● Aim of the task: Pick out all lines in the items below that contain the word "every", and copy each one.

● Data provided:
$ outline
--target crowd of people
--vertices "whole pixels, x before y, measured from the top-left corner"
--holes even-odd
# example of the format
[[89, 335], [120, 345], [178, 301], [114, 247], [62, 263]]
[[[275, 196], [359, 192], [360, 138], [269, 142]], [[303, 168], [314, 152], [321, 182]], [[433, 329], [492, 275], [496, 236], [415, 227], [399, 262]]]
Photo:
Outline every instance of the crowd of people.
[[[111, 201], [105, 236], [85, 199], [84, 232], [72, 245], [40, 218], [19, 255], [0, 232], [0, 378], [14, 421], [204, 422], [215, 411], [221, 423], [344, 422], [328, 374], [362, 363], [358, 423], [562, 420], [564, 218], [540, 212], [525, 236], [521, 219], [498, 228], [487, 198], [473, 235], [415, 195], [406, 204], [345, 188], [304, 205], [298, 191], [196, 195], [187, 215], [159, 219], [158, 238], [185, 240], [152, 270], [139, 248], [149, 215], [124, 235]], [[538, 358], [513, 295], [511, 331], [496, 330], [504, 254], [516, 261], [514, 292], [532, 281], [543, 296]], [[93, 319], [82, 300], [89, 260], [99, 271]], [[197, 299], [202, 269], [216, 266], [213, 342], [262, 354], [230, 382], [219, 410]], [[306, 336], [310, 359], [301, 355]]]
---
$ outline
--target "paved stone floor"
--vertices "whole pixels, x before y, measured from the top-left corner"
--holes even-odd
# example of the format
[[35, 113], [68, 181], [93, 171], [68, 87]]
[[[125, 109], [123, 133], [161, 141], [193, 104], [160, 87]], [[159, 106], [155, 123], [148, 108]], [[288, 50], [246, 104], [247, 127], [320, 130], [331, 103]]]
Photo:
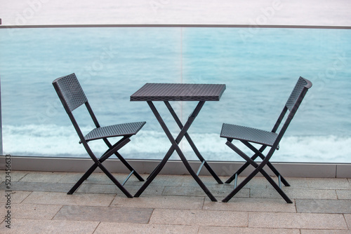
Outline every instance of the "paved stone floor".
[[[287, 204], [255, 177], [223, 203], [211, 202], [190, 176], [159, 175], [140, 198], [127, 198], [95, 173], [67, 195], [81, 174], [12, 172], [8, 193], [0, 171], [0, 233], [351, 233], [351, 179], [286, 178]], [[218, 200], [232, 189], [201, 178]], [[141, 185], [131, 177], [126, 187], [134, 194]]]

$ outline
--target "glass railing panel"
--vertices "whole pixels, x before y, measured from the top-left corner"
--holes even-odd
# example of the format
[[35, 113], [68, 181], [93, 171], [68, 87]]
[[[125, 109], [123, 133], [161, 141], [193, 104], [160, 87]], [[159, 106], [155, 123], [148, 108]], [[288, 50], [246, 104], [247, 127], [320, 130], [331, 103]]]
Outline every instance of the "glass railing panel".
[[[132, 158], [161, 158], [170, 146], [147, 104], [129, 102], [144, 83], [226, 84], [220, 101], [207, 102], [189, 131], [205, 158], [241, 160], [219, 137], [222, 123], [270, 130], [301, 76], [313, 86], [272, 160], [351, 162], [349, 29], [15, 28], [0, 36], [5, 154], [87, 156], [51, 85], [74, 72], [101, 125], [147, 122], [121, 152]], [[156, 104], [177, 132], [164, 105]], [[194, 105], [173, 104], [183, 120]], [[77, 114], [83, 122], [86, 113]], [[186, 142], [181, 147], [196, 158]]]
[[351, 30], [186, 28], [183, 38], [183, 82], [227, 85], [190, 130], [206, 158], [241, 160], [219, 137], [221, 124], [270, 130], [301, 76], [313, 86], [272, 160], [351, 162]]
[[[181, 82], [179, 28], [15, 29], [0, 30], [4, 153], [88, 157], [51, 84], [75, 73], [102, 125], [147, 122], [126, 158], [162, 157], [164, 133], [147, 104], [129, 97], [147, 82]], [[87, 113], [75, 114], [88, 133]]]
---
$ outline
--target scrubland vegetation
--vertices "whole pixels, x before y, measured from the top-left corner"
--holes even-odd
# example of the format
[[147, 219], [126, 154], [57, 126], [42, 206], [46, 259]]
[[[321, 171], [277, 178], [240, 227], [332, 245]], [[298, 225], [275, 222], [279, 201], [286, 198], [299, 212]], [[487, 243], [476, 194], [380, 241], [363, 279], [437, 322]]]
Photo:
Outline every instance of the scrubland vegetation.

● Written solution:
Outline every instance of the crowd of people.
Outline every instance of the "paved stone floor".
Outline every instance of the "glass railing panel".
Outline every instance of the scrubland vegetation.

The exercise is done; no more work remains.